Exercise description.
Produce an exact transcription of every entry.

[Record excerpts Boundary: Start]

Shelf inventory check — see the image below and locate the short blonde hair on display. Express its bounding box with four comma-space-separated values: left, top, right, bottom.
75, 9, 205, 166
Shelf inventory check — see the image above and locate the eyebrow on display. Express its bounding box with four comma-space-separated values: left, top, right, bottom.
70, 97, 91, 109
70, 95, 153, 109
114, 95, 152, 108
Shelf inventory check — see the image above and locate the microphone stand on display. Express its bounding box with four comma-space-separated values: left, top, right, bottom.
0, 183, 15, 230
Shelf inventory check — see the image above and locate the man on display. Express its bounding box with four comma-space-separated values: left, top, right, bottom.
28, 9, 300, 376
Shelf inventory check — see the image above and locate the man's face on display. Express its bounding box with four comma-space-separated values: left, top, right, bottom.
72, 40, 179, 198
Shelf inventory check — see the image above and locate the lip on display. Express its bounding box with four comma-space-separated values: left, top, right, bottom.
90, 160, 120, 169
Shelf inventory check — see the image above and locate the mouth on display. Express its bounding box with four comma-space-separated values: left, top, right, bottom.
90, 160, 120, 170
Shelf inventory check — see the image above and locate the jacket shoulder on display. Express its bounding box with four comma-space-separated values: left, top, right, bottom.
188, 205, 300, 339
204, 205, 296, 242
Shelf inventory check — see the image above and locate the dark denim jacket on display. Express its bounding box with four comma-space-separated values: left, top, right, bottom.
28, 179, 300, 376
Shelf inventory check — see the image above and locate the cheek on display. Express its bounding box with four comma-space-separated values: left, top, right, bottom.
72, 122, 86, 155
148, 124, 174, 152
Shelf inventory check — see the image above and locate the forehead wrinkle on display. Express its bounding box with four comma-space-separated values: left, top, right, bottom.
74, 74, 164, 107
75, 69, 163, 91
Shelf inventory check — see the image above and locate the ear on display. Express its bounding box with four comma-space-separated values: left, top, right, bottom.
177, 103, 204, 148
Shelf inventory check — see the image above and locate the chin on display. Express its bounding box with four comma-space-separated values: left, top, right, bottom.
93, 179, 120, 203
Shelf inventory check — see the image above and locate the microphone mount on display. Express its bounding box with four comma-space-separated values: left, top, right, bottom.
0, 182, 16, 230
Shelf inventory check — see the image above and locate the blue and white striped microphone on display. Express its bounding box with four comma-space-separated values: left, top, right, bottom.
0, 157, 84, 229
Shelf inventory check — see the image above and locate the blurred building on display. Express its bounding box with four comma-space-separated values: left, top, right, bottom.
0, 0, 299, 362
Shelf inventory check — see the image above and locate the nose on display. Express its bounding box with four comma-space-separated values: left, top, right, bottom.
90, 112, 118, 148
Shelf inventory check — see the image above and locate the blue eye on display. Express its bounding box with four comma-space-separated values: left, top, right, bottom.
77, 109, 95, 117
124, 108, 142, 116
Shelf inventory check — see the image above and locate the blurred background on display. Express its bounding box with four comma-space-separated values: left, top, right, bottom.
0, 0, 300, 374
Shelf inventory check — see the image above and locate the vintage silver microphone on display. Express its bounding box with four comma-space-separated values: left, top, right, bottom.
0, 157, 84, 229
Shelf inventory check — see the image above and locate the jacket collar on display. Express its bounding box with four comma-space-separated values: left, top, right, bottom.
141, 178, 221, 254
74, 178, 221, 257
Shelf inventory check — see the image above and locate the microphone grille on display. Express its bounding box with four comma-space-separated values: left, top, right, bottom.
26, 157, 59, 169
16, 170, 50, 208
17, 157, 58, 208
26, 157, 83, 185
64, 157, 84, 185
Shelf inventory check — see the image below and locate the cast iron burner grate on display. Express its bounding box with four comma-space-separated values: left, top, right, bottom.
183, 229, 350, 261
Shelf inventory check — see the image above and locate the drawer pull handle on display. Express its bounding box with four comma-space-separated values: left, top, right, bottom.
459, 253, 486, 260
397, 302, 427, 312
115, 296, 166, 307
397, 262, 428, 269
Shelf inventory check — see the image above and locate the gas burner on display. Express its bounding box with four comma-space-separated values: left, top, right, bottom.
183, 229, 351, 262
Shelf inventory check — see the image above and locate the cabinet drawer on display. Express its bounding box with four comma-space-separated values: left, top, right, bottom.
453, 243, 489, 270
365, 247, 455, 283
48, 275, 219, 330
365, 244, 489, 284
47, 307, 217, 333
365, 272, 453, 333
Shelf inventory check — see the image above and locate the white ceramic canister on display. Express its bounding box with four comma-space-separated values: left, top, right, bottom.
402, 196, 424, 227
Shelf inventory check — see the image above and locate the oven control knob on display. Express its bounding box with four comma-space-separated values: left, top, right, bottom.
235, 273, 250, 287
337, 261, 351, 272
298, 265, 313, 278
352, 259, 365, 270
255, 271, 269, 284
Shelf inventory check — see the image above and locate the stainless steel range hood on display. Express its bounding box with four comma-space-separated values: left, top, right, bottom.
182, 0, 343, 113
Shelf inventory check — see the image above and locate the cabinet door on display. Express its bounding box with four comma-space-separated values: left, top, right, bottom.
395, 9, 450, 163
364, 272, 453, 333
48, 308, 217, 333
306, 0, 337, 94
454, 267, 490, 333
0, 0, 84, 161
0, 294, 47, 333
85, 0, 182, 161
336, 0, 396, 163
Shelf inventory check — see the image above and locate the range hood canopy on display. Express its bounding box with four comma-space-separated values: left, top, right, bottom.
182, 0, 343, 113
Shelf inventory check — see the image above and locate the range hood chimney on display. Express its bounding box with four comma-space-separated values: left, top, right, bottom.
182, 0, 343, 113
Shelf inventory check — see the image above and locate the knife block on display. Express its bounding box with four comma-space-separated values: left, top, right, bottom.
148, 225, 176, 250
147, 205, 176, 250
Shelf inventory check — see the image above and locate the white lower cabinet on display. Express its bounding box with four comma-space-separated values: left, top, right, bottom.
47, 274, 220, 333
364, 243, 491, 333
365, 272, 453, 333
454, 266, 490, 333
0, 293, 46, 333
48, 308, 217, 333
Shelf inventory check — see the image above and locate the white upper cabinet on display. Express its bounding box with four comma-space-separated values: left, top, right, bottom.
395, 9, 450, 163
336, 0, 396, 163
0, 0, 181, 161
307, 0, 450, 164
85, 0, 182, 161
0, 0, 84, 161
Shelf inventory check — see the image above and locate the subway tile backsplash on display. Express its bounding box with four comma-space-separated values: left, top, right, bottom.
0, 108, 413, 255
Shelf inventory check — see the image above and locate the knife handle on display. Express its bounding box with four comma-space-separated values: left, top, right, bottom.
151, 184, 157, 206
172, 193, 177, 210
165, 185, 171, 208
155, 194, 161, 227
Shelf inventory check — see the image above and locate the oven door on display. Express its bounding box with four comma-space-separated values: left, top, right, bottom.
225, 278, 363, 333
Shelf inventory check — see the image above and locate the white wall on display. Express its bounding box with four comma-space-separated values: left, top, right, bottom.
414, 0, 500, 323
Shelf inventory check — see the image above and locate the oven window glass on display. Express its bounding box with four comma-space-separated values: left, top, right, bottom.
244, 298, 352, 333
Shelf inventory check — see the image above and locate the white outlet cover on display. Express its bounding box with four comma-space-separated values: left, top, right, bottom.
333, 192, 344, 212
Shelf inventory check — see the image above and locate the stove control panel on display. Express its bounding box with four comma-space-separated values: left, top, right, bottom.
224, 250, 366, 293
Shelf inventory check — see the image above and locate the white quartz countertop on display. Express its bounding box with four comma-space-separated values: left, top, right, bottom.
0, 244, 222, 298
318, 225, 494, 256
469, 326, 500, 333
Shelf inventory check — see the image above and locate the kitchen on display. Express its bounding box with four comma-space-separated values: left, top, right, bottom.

[Record excerpts Boundary: End]

Exercise answer.
Shelf inventory check — see the image below and locate the short blonde hair on display. Express its bounding box with four comma-space-separated values: left, top, right, bottom.
75, 9, 205, 166
Shelf inventory check — see the image above and locate the eyebrow on display. Express its bounding box with four comma-space-separated values: left, top, right, bottom.
70, 97, 91, 109
70, 95, 153, 109
114, 95, 152, 108
Shelf inventory check — see the image above and locate the microphone stand on display. Express its bounding box with four comma-space-separated values: left, top, right, bottom.
0, 183, 15, 230
Shelf inventory check — see the image above and locate the man on display. Express its bounding box with four comma-space-separated values: left, top, right, bottom.
28, 9, 300, 376
Shelf inventory check — see the image above and locate the man's face on display. Express its bounding box with four comma-space-separated values: left, top, right, bottom.
72, 40, 179, 198
Shelf inventory check — see the image above and locate the lip on display. Express its bounding box with four comma-space-separated values: left, top, right, bottom.
90, 160, 120, 169
Shelf inventory check — see the image above and locate the mouth on display. Express its bounding box with four comma-space-separated values: left, top, right, bottom.
90, 160, 120, 170
Shelf inventory check — see the image above and locate the jacket shoulder on display. Express its bounding box with four comma-space-separated values: left, top, right, bottom.
188, 205, 300, 339
204, 205, 296, 242
Shelf inventory check — see the image above and locate the dark denim jacket on display. Express its bounding box with four comma-space-separated values: left, top, right, bottom.
28, 179, 300, 376
Shelf inventory check — see the image above and locate the cheek on display. Express its bounding box with four comma-space-separated values: left, top, right, bottom.
72, 122, 86, 155
148, 124, 174, 152
Shelf inventory check — see the image above and locate the forehead wrinkle on display. Express its bounding box with four comma-space-separated values: left, top, right, bottom.
74, 74, 164, 107
75, 69, 163, 91
Shelf inventory check — see the image above and locate the ear on display. Express its bounding box with four comma-space-separated values: left, top, right, bottom.
177, 103, 204, 148
Shelf inventory check — see the image above and locate the chin on display. Express its bounding box with four comma-space-separated values: left, top, right, bottom.
93, 179, 120, 203
Shelf inventory check — see the image above and locate the microphone mount on display. Express its bounding box with four comma-space-separated values: left, top, right, bottom.
0, 182, 16, 230
Shelf inventory check — see the image above and locate the blue and white striped microphone on display. Express its bounding box with four comma-space-separated values: left, top, right, bottom.
0, 157, 84, 229
Shelf inventory check — see the image above and locate the blurred building on display. Express its bounding box with four comma-space-separated values: left, top, right, bottom.
0, 0, 299, 362
Shelf inventory check — see the image above and locate the nose on display. Express its bounding box with four comma-space-separated values: left, top, right, bottom.
90, 112, 118, 148
Shelf inventory check — see the image above and locate the blue eye on display. Express its bounding box with four comma-space-separated values: left, top, right, bottom.
77, 109, 95, 117
124, 108, 142, 116
Shelf inventory check — see the image above and locate the blurred background on display. Express its bounding box with four comma-space-separated values: left, top, right, bottom.
0, 0, 300, 374
Shelf inventory check — see the image above and locate the vintage silver microphone on display. Express its bounding box with four comma-space-separated values: left, top, right, bottom.
0, 157, 84, 229
Shelf inventory check — see the image above and locate the jacket collar on display. Express its bounding box with four comma-space-separated values: left, top, right, bottom.
141, 178, 221, 254
74, 178, 221, 257
Shelf inventory check — see the image above and locate the microphone grille on display. Express its bounding box with four comma-space-separated values: left, top, right, bottom.
26, 157, 59, 169
16, 170, 50, 208
17, 157, 58, 208
26, 157, 83, 185
64, 157, 84, 185
Shelf inventory check — see the image below and locate the cast iron burner grate on display. Express its bounding box with four comma-space-separated values: left, top, right, bottom.
183, 229, 350, 261
Shelf inventory check — see the image above and locate the drawer pull handle on display. Express its bounding box with four comma-space-separated values: left, top, right, bottom.
459, 253, 486, 260
397, 302, 427, 312
115, 296, 166, 307
397, 262, 428, 269
Shelf inventory check — see the image above and locate the gas burner on display. Express its bounding box with four comma-space-separated values: left, top, right, bottom.
183, 229, 351, 262
Shelf inventory check — see the image above and locate the cabinet drawer on display. Express its bounding box with four comma-space-separated values: left, top, right, bottom.
453, 243, 489, 270
365, 247, 455, 283
48, 275, 219, 330
365, 244, 489, 284
47, 307, 217, 333
365, 272, 453, 333
Shelf inventory check — see the image above and locate the white ceramic canister on display. Express its bounding box with four comma-space-separated values: left, top, right, bottom.
402, 196, 424, 227
Shelf inventory check — see the image above and locate the oven control knob on display. Express its bounding box with four comma-space-separated values: left, top, right, bottom.
235, 273, 250, 287
337, 261, 351, 272
298, 265, 313, 278
352, 259, 365, 270
255, 271, 269, 284
Shelf inventory check — see the image above and locate the stainless steel range hood on display. Express its bounding box with four comma-space-separated values: left, top, right, bottom.
182, 0, 343, 113
Shelf inventory check — see the image above and locate the cabinet door on display. Express its bounding box with four comma-space-separated values: left, top, right, bottom.
395, 9, 450, 163
364, 272, 453, 333
48, 308, 217, 333
306, 0, 337, 94
454, 267, 490, 333
0, 0, 84, 161
0, 294, 47, 333
85, 0, 182, 161
336, 0, 396, 163
Shelf inventory check — see the image above and locate the range hood canopy on display. Express its bounding box with four comma-space-separated values: left, top, right, bottom.
182, 0, 343, 113
Shelf inventory check — see the image above and locate the range hood chimney on display. Express its bounding box with four comma-space-separated values: left, top, right, bottom.
182, 0, 343, 113
Shelf inventory check — see the image above and locate the knife block on display. Express its bounding box with four comma-space-separated values: left, top, right, bottom.
148, 225, 176, 250
147, 205, 176, 250
Shelf inventory check — see the image above and locate the white lower cabinet on display. Express its bounding box with four comma-space-separated values: left, top, right, bottom.
47, 274, 220, 333
364, 243, 491, 333
365, 272, 453, 333
454, 266, 490, 333
0, 293, 46, 333
48, 308, 217, 333
Shelf inventory check — see the image above and locate the white upper cabinet on display. Express its bounding box with four comma-space-separated values: left, top, right, bottom.
395, 9, 450, 163
336, 0, 396, 163
0, 0, 181, 161
307, 0, 450, 164
85, 0, 182, 161
0, 0, 84, 161
Shelf inventory check — see the image above and locate the subway tile backsplash on display. Express its bounding box with four comma-space-separated values: left, top, right, bottom.
0, 108, 413, 255
Shelf inventory check — see the image above and locate the knife handle on display. Express its bounding box with four comma-space-separated values: left, top, right, bottom.
151, 184, 157, 206
172, 193, 177, 210
165, 185, 171, 208
155, 194, 161, 227
Shelf inventory check — see the image above and locate the oven door on display. Express its bounding box with four comma-space-separated values: left, top, right, bottom.
225, 278, 363, 333
Shelf inventory check — see the image above and locate the white wall on display. Express its bounding box with four comma-space-separated values: left, top, right, bottom.
414, 0, 500, 323
Shelf inventory check — see the image above and locate the oven window glass on display. Express its bounding box with four comma-space-separated values: left, top, right, bottom.
244, 298, 352, 333
Shelf inventory check — see the image above and locate the white outlet cover on display. Express its bounding box with four comma-space-separated values: left, top, right, bottom.
333, 192, 344, 212
Shelf inventory check — see the image above and locate the stove control panel on display. Express its bounding box with four comma-space-separated values: left, top, right, bottom.
224, 250, 366, 293
Shelf inventory check — see the image above and locate the white quartz countertop on display. Express its bounding box with four comma-space-separated values: left, top, right, bottom.
0, 244, 222, 298
318, 225, 494, 256
469, 326, 500, 333
Shelf inventory check — see the image above and locate the kitchen on display. Express its bounding box with four comma-space-separated values: left, top, right, bottom.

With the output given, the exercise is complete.